» Provided data
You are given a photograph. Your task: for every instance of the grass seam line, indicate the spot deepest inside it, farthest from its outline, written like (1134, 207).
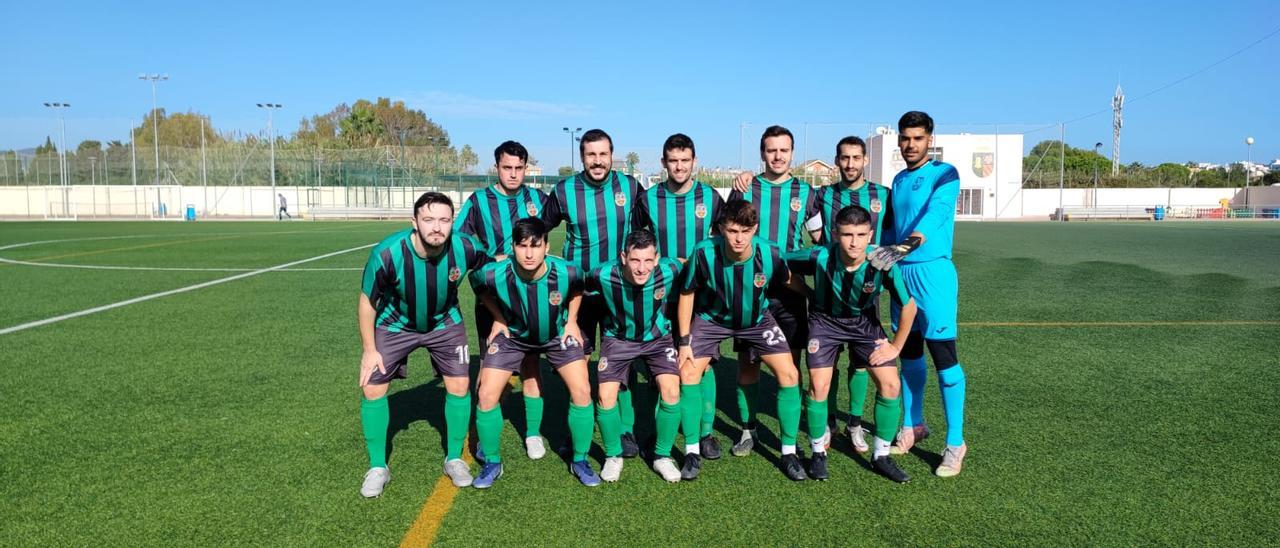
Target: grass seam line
(165, 293)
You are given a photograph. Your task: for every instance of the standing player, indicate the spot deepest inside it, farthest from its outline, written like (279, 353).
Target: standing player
(726, 281)
(854, 188)
(786, 209)
(410, 300)
(842, 311)
(682, 211)
(595, 206)
(924, 208)
(488, 215)
(534, 301)
(636, 290)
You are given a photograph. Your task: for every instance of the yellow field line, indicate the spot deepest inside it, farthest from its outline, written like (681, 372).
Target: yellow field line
(145, 246)
(428, 523)
(1115, 324)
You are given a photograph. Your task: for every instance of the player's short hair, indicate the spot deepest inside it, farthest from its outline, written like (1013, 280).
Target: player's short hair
(915, 119)
(639, 240)
(593, 136)
(853, 215)
(775, 131)
(430, 197)
(851, 141)
(511, 149)
(529, 228)
(676, 142)
(740, 213)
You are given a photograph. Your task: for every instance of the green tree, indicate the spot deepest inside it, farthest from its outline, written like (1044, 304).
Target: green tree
(467, 159)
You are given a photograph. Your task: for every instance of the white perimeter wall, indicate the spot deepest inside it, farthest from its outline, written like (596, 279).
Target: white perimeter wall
(126, 201)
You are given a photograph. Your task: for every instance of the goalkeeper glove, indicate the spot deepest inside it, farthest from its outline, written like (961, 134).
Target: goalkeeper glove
(885, 256)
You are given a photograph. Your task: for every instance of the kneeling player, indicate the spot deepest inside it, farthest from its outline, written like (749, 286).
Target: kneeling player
(410, 300)
(534, 301)
(725, 281)
(635, 292)
(842, 310)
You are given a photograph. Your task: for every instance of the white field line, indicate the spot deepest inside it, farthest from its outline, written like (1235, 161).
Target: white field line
(165, 293)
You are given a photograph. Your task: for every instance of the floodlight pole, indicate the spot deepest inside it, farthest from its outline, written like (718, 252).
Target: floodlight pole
(572, 137)
(270, 132)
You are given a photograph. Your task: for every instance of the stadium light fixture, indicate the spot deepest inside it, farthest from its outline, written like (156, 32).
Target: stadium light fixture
(572, 137)
(155, 122)
(62, 149)
(270, 135)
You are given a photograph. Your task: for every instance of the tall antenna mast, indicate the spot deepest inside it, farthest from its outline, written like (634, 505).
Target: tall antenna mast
(1116, 123)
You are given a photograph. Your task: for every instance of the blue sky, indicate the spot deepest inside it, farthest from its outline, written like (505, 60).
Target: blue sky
(490, 71)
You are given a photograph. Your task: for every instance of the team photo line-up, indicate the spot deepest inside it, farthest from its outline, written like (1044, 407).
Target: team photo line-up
(662, 277)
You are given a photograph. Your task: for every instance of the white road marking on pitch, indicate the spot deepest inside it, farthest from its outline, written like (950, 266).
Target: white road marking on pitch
(165, 293)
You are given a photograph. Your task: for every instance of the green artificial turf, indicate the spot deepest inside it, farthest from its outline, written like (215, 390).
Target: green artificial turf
(229, 415)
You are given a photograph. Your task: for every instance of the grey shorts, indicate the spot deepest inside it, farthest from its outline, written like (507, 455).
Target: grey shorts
(762, 339)
(617, 355)
(507, 354)
(827, 336)
(447, 346)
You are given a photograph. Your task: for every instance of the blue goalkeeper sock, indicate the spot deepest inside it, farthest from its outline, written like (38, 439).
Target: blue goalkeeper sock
(914, 374)
(951, 382)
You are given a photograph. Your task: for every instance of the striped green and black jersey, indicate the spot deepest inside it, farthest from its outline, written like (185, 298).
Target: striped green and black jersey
(597, 217)
(489, 214)
(636, 313)
(732, 293)
(871, 196)
(785, 208)
(412, 293)
(840, 292)
(680, 220)
(535, 310)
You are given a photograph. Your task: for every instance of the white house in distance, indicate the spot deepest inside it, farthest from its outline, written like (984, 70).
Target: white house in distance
(990, 165)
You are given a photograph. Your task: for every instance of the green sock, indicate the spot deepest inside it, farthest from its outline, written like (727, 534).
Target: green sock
(533, 416)
(789, 414)
(858, 394)
(489, 430)
(667, 424)
(816, 412)
(375, 416)
(626, 411)
(708, 389)
(457, 416)
(888, 414)
(748, 400)
(581, 421)
(690, 411)
(611, 430)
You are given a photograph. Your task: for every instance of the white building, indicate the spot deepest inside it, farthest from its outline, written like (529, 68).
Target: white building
(990, 165)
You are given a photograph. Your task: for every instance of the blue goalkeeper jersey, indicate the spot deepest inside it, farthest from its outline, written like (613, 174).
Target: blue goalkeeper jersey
(924, 201)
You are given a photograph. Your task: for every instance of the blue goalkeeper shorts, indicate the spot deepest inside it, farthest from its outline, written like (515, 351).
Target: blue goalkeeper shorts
(936, 290)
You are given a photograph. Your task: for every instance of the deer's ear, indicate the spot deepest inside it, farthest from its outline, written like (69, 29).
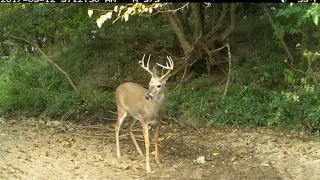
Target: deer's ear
(155, 71)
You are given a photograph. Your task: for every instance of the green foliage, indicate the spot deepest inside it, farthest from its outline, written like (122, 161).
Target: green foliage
(246, 105)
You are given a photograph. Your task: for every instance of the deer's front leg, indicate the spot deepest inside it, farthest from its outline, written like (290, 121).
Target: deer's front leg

» What is needed
Reproduce all of the items above, substituting "image" for every occurrence of "photograph" and keeping everything else unchanged. Omit the pictures from your answer.

» Exercise response
You are given a image. Your task: for every instance of the grass seam line, indicate the spot deepest inside it, farthest from its outline, written like (1134, 207).
Target: grass seam line
(165, 293)
You are given a image. Your task: for every instance of the standing player, indicate the spot deepest inside it, farthest from its outline, written like (279, 353).
Target: standing player
(726, 281)
(854, 188)
(786, 209)
(410, 300)
(842, 311)
(682, 211)
(595, 206)
(924, 208)
(488, 215)
(534, 301)
(636, 290)
You are given a image. Your task: for every instance of the yellow field line, indicate the spot deepest inside it, farthest from its outline, written like (681, 372).
Target: yellow field line
(145, 246)
(428, 523)
(1115, 324)
You are given a image. Your task: for every instance of the player's short hair, indicate the spot deepest inside it, farthest from its outline, written like (1013, 280).
Target: player's short hair
(915, 119)
(639, 240)
(593, 136)
(853, 215)
(775, 131)
(430, 197)
(851, 141)
(511, 149)
(529, 228)
(676, 142)
(740, 213)
You are given a image. Your task: for every instance of the green tree, indicate the spot deepest inside it, farthest from its outline, written like (1044, 304).
Target: green tree
(467, 159)
You are given a image. Your task: for every instance of the white perimeter wall, indicate the spot deepest inside it, farthest from its outline, written like (596, 279).
Target: white perimeter wall
(126, 201)
You are given a image. Your task: for every instance of the goalkeeper glove, indicate the spot deepest inside it, farthest from its outline, written like (961, 134).
Target: goalkeeper glove
(885, 256)
You are given a image. Your task: for every instance of the kneeling player, indicate the spot deepest inside it, farthest from its outline, written like (749, 286).
Target: kneeling player
(410, 300)
(534, 301)
(725, 281)
(635, 292)
(842, 310)
You are given a image. Your task: for every instance of the white field line, indicate the spot deepest inside it, farthest from its outline, written like (1235, 161).
Target: white field line
(165, 293)
You are given a image. Your task: for every instance of the floodlight pole, indicate the spot deepest inside it, farthest from its outline, written like (718, 252).
Target: floodlight pole
(572, 137)
(270, 132)
You are given a image. Your task: for every instance of the stadium light fixture, indicate the spot deepest inside it, farthest from its outline, written like (156, 32).
Target: stadium light fixture
(572, 137)
(155, 122)
(62, 149)
(270, 135)
You are given a image. Your task: for every instance of the tall antenna mast, indicate the spot deepest inside it, farthest from its outline, written like (634, 505).
Target: tall antenna mast
(1116, 123)
You are given a image. Your task: for every instance of the blue sky, indicate the spot deepest inside it, farthest from its outline, written like (505, 60).
Target: blue sky
(490, 71)
You are given a image. Your task: for every instance of the team photo line-up, indicate the spot deepest inside it, farthest from its outline, written like (1044, 407).
Target: team photo line-up
(662, 277)
You are given a image. Your task: for every instance of the white road marking on pitch, indicate the spot deepest inside it, farthest from its outline, written like (950, 266).
Target: white road marking on pitch
(165, 293)
You are given a image. Your task: for every instance of the green artificial turf, indicate the spot deepest inside it, farthest from its outline, written like (215, 390).
Target: green artificial turf
(229, 415)
You are given a image. Your task: for every instance of the grey shorts, indicate the spot deepest inside it, farthest from its outline, written like (507, 455).
Target: grey shorts
(762, 339)
(617, 355)
(507, 354)
(827, 336)
(447, 346)
You are given a image. Your task: for every instance of the blue goalkeeper sock, indicate the spot deepest inside it, farthest from its outline, written like (38, 439).
Target: blue goalkeeper sock
(914, 374)
(951, 382)
You are given a image. Your task: for every instance of the striped green and black jersey, indicate the spot deepest inside it, farthest from its outline, written like (185, 298).
Target: striped green and black jersey
(597, 217)
(489, 214)
(636, 313)
(732, 293)
(871, 196)
(785, 208)
(412, 293)
(840, 292)
(680, 220)
(535, 310)
You are given a image. Your task: for every instance of the white house in distance, indicate the spot deepest inside it, farthest from its outline, written like (984, 70).
Target: white house in distance
(990, 165)
You are given a image. Your task: for every instance of the green sock, indicate the spot deepest inside it, farthest from its outline, written like (727, 534).
Target: green sock
(533, 416)
(789, 414)
(858, 394)
(489, 430)
(667, 424)
(816, 412)
(375, 416)
(626, 411)
(708, 389)
(457, 416)
(888, 414)
(748, 400)
(581, 421)
(690, 411)
(611, 430)
You are given a image. Your task: for every instance of the white building, indicate the spot deepest inside it, farthest from its outline, written like (529, 68).
Target: white building
(990, 165)
You are given a image. Your task: for every instance of the blue goalkeeper jersey, indicate the spot deepest inside it, farthest from its outline, written like (613, 174).
Target: blue goalkeeper jersey
(924, 201)
You are given a image. Your task: for every instance of the blue goalkeeper shorts, indicate the spot deepest inside it, farthest from its outline, written like (515, 351).
Target: blue goalkeeper shorts
(936, 290)
You are given a image. Your task: for every instance of the deer's ear, indicate the spot deepest inside it, farthest from its outline, written like (69, 29).
Target: deer's ear
(155, 71)
You are given a image. Your task: for every instance of the green foliage, indicate the spot deepest inside it, farthest from its outline, written like (122, 161).
Target: green foliage
(246, 105)
You are given a image. Your task: for every instance of the deer's front leg, indicate the spot deepest inside it, farthest from its outline, written like (290, 121).
Target: deer's front leg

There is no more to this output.